## INSTRUCTIONS TO FOLLOW
Retype the lines from the one containing "[segment] narrow lanceolate leaf" through the one containing "209], [433, 201]]", both included, with no changes.

(Data entries)

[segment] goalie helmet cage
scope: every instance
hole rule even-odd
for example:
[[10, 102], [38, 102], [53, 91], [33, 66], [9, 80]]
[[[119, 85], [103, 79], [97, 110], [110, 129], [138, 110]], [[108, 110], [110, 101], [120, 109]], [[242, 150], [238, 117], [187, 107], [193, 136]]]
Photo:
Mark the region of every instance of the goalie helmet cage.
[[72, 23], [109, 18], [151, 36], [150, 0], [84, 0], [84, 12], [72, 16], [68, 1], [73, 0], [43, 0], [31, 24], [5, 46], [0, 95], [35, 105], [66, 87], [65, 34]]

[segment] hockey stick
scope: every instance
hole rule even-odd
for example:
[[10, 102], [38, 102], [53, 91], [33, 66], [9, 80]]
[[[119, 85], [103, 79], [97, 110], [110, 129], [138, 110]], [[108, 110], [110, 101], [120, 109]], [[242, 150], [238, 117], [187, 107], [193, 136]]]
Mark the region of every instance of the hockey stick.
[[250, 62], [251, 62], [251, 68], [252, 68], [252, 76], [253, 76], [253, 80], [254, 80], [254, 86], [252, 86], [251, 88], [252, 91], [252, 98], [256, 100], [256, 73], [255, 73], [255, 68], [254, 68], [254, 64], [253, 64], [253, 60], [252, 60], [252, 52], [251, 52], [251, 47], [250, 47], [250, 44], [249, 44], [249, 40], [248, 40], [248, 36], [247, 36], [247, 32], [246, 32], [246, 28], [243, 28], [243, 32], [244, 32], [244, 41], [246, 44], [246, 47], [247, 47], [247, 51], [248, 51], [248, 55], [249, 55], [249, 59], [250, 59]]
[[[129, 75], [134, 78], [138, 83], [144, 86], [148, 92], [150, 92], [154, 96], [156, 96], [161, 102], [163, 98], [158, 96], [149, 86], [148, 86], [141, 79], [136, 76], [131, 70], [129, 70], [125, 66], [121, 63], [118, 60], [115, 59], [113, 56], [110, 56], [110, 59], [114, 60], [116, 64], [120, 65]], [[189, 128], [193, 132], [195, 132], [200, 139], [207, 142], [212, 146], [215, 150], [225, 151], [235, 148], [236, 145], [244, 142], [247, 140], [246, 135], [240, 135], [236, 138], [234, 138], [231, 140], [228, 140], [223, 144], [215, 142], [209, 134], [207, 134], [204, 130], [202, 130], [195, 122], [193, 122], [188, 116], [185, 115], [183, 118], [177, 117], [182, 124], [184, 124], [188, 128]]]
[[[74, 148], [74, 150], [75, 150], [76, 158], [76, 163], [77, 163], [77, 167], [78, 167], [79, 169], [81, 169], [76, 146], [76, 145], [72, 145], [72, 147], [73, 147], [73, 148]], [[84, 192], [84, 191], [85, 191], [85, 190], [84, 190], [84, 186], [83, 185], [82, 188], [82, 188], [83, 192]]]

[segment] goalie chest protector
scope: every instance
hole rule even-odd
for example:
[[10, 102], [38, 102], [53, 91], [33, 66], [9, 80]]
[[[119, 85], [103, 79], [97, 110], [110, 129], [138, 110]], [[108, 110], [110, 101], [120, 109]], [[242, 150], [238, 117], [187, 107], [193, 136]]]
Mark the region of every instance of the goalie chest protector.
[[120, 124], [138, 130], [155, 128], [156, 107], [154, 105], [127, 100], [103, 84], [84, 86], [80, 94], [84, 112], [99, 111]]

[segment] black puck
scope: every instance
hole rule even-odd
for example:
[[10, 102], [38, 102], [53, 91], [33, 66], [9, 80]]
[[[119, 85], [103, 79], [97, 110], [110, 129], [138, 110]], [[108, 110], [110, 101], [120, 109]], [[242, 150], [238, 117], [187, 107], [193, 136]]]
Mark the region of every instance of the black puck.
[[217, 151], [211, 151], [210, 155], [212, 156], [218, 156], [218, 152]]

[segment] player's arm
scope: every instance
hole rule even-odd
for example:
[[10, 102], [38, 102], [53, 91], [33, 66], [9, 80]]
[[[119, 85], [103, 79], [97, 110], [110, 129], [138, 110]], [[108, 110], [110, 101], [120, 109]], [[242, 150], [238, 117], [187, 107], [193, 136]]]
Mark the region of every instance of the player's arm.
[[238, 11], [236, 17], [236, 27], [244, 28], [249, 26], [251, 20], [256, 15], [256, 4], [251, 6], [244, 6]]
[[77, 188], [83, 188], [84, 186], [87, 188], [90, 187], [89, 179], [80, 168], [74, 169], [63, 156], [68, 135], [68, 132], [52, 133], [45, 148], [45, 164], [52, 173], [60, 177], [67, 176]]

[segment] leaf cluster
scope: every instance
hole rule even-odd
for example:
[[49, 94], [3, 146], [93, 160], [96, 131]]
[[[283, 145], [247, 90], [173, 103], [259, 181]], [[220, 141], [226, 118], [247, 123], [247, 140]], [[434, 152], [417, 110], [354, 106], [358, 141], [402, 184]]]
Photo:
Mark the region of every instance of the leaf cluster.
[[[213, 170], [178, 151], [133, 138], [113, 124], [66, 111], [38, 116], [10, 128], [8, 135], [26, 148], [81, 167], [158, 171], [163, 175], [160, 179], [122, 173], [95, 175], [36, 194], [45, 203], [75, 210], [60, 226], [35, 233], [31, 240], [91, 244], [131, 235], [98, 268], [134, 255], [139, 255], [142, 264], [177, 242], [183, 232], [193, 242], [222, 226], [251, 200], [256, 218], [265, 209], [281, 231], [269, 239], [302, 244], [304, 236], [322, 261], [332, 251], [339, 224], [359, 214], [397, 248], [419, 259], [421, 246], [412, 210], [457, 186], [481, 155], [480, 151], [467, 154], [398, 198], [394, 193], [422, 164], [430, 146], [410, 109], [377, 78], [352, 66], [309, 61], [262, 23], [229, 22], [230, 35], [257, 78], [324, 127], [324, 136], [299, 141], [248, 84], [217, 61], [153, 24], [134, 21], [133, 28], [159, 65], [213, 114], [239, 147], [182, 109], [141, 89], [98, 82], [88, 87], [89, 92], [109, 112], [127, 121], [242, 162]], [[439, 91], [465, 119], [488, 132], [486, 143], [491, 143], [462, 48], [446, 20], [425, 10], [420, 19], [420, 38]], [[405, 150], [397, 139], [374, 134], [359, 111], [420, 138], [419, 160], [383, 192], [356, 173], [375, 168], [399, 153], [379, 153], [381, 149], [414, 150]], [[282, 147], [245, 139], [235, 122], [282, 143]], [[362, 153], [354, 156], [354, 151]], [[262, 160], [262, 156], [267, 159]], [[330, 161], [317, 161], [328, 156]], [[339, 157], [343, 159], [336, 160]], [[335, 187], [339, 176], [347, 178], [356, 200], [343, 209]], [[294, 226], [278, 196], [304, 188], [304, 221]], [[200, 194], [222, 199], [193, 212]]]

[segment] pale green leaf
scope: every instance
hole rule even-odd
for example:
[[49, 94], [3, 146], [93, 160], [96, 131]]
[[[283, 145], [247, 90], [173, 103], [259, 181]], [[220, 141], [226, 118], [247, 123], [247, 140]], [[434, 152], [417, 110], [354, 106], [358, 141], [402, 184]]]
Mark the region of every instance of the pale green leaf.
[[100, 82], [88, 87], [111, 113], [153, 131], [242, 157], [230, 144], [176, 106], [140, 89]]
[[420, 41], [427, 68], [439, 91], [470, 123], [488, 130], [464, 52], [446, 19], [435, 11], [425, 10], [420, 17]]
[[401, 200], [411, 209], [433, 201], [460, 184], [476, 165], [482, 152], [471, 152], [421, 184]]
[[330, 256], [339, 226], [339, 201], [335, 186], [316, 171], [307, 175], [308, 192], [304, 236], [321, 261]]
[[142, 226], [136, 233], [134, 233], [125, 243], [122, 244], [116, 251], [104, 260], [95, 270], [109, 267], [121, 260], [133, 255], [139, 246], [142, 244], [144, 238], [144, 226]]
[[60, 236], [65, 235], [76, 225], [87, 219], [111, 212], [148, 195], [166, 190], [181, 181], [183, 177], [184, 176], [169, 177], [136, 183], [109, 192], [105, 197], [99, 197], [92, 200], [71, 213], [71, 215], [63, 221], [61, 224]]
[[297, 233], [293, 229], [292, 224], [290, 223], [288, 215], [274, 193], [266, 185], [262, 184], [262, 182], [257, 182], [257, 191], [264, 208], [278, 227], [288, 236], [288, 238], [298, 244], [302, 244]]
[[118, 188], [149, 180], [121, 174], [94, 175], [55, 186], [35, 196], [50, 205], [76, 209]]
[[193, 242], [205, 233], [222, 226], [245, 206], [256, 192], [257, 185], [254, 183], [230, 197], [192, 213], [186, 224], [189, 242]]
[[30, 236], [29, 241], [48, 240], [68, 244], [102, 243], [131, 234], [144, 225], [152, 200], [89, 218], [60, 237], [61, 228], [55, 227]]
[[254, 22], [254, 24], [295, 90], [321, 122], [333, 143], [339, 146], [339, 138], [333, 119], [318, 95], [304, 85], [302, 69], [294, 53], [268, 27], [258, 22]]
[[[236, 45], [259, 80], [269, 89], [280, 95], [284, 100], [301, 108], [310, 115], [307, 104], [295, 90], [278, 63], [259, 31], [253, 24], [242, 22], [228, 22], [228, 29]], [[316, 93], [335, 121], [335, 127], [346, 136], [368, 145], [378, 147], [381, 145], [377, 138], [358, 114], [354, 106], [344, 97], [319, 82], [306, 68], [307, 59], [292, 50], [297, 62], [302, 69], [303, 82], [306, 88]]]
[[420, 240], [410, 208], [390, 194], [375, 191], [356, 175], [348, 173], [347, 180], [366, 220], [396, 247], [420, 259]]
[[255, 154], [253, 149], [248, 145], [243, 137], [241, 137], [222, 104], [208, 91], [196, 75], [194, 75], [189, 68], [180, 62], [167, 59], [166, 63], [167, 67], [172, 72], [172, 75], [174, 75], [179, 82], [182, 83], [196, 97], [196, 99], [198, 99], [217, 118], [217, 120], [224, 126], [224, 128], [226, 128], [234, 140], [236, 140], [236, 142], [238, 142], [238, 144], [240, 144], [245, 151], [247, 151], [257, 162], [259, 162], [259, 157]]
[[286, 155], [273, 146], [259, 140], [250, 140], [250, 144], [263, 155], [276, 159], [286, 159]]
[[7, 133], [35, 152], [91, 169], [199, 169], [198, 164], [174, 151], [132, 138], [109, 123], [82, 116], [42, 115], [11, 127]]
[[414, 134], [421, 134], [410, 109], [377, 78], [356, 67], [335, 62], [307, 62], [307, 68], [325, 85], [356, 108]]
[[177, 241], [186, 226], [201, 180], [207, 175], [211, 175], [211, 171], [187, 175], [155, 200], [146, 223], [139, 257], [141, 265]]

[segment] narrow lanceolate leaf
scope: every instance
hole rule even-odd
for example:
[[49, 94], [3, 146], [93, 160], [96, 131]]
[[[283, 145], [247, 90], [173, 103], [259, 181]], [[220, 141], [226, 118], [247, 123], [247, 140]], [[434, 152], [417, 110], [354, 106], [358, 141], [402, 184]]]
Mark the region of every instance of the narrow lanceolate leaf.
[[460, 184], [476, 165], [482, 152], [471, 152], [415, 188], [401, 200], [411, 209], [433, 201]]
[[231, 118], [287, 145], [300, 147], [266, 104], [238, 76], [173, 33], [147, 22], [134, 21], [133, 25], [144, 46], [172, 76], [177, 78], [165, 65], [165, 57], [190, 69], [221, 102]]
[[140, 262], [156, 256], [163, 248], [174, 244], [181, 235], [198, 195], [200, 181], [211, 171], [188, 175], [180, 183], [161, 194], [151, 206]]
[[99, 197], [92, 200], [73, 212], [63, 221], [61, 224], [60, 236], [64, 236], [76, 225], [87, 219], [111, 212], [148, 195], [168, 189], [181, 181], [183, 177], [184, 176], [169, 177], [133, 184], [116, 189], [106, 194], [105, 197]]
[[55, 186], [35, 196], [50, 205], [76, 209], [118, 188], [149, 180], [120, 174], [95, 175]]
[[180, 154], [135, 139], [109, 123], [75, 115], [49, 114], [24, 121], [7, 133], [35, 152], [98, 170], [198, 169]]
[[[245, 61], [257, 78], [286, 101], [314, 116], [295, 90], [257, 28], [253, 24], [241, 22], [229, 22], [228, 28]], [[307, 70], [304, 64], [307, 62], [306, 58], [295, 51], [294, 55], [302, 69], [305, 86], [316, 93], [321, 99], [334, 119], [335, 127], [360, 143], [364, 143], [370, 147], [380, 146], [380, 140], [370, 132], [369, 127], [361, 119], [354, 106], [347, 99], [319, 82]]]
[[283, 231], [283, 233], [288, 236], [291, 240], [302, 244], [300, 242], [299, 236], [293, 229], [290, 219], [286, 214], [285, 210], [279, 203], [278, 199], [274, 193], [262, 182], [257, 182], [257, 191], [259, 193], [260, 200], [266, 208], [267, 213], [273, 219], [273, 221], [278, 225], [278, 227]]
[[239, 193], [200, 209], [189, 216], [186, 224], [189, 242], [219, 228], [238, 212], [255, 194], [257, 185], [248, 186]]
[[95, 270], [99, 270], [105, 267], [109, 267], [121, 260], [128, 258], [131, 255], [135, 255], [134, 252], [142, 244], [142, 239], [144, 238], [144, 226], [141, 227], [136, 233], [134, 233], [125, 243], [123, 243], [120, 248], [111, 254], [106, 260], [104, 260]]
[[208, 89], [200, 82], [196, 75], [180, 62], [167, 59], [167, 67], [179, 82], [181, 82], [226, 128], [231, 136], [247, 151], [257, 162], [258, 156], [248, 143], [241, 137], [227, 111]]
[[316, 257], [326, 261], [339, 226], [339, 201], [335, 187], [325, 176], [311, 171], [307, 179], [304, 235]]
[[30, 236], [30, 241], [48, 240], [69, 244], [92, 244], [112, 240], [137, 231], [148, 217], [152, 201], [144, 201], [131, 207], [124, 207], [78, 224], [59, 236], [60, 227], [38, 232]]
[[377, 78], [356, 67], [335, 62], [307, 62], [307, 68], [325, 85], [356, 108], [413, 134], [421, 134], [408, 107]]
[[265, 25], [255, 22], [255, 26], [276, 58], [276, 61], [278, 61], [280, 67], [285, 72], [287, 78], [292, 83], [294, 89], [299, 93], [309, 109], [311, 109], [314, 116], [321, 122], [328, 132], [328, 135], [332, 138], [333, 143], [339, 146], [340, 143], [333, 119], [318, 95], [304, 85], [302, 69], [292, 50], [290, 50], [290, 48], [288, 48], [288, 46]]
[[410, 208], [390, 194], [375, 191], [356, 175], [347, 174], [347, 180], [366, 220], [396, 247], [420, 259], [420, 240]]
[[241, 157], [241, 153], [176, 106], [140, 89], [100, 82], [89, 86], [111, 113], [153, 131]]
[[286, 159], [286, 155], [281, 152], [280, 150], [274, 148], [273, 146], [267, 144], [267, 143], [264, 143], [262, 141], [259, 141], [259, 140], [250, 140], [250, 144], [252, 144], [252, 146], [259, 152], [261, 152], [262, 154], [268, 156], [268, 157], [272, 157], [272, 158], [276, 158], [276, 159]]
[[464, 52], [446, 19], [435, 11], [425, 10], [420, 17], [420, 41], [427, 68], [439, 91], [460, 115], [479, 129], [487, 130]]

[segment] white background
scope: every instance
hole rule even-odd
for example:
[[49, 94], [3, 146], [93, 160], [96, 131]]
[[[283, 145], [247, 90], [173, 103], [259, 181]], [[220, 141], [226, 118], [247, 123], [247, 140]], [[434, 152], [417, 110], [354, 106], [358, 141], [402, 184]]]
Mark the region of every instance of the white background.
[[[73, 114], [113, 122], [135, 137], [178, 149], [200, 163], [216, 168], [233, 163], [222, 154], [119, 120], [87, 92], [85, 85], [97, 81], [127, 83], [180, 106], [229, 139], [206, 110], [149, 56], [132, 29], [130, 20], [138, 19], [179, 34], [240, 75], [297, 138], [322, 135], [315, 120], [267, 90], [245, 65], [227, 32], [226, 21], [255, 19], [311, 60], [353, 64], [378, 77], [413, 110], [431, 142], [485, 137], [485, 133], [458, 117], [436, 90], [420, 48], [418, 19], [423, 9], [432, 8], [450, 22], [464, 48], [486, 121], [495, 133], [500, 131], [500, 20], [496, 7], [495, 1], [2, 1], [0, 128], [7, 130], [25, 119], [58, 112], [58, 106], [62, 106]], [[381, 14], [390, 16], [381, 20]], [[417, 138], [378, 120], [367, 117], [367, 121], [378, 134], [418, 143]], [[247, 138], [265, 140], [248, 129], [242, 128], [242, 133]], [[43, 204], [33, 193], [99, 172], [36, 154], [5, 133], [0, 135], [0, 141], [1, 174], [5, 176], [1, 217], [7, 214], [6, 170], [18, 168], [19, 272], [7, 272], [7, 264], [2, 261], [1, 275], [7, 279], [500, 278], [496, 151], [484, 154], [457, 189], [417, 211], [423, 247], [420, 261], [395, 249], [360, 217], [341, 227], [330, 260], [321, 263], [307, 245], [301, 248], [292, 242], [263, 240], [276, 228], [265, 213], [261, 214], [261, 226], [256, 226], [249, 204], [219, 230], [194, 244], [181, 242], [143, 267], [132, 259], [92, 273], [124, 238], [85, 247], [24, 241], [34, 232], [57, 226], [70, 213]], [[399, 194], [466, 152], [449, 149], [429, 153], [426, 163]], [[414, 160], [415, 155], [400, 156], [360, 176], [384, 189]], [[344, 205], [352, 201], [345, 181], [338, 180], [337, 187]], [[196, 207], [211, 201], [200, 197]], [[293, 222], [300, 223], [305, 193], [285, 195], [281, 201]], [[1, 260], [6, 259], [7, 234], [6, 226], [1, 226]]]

## RESULT
[segment] narrow lanceolate leaf
scope: every instance
hole rule even-odd
for example:
[[49, 94], [3, 146], [93, 160], [96, 131]]
[[[283, 145], [247, 90], [173, 103], [259, 181]], [[220, 141], [226, 118], [247, 123], [247, 140]], [[434, 152], [417, 110], [354, 106], [358, 141], [402, 184]]]
Mark the region of every instance of the narrow lanceolate leaf.
[[460, 184], [476, 165], [482, 152], [471, 152], [415, 188], [401, 200], [411, 209], [433, 201]]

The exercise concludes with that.